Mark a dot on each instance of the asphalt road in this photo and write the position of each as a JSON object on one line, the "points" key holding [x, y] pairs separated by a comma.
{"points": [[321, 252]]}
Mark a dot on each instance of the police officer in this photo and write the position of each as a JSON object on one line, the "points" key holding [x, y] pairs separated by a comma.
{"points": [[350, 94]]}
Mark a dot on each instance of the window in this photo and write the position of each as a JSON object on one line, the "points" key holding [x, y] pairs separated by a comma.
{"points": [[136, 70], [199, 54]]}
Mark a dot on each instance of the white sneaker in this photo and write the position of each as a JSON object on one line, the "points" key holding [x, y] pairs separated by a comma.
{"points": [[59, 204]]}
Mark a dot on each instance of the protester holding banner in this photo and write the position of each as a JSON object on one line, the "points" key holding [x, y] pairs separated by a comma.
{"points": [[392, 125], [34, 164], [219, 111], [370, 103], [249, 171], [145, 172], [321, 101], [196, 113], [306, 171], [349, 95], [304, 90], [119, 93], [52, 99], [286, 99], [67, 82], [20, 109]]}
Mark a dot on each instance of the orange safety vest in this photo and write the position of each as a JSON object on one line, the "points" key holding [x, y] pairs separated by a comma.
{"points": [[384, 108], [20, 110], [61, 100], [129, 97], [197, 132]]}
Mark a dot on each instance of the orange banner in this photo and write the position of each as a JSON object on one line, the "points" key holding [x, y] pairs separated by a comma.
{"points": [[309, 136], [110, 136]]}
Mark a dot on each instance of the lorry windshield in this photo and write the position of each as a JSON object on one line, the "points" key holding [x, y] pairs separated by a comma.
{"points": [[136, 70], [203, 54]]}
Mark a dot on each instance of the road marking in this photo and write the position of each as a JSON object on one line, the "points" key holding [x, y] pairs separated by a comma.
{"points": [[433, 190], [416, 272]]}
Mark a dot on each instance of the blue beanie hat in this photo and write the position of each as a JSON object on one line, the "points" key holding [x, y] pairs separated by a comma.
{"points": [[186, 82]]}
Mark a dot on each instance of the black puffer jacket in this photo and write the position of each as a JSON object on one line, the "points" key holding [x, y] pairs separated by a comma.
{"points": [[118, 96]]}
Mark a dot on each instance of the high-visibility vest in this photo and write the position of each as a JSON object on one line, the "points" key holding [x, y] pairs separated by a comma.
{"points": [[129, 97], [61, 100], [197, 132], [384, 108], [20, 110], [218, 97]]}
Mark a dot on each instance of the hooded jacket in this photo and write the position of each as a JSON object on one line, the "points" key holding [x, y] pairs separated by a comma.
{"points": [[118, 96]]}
────────────────────
Your assignment:
Word for word, print the listing above once more.

Response to the exercise:
Mark a dot on each instance of the asphalt road in this photo and write the position of each as a JSON object on one line, the "points" key holding [x, y] pairs separated by a comma.
{"points": [[321, 252]]}
Mark a dot on each instance of the police officer in this photo and write the position of each as a JSON object on one line, the "points" key holding [x, y] pairs separated by a comma.
{"points": [[350, 94]]}
Mark a dot on each instance of the window in this photo and write the position of each as a JSON object on one line, the "points" key holding [x, y] pairs separated by a comma.
{"points": [[136, 70], [199, 54]]}
Mark a dot on each instance of the white sneaker in this photo and write the position of each as a JSON object on one line, the "points" key holding [x, y] pairs separated by a comma.
{"points": [[59, 204]]}
Mark a dot on each instance of the protester holding banner in this photo and write the position of each as a JSON object on one line, the "points" key holding [x, y] pairs separated by a comma.
{"points": [[392, 125], [34, 164], [219, 111], [370, 103], [249, 171], [145, 172], [321, 101], [196, 113], [306, 171], [349, 95], [304, 90], [119, 93], [52, 99], [286, 99], [67, 82], [20, 109]]}
Mark a dot on each instance of the orange safety vest in this photo and write the position of each as a JSON object on one line, the "points" key holding [x, y] pairs separated by a comma.
{"points": [[384, 108], [20, 110], [61, 100], [129, 97], [197, 132]]}
Mark a dot on each instance of the orange banner in this photo and write the position of each as a JSON object on one line, the "points" key holding [x, y] pairs separated by a comma.
{"points": [[309, 136], [110, 136]]}
Mark a dot on each instance of the lorry windshield in this photo and write the position of each as a JSON object on one line, the "points" key holding [x, y] pairs separated by a comma.
{"points": [[136, 70], [203, 54]]}
Mark a dot on each instance of the road marking in this photo and write the position of each as a JSON object on one line, the "points" key holding [x, y] pairs separated by a comma.
{"points": [[433, 190], [416, 272]]}
Mark a dot on each instance of the blue beanie hat in this photo and write the position of each as a JSON object on one line, the "points" key holding [x, y] pairs separated by a comma.
{"points": [[186, 82]]}
Mark a dot on each instance of the black puffer jacket in this photo and write the position of each as a JSON object on one line, the "points" key holding [x, y] pairs separated by a comma.
{"points": [[118, 96]]}
Mark a dot on each instance of the high-visibility vest in this photo and write the position of each as a JSON object on one line, the "points" key holding [x, y] pairs separated by a comma.
{"points": [[129, 97], [61, 100], [197, 132], [384, 108], [20, 110], [218, 97]]}
Mark a dot on each instance of the hooded jacket in this photo and write the position of each as a JSON object on one line, the "points" key holding [x, y] pairs separated by a comma.
{"points": [[118, 96]]}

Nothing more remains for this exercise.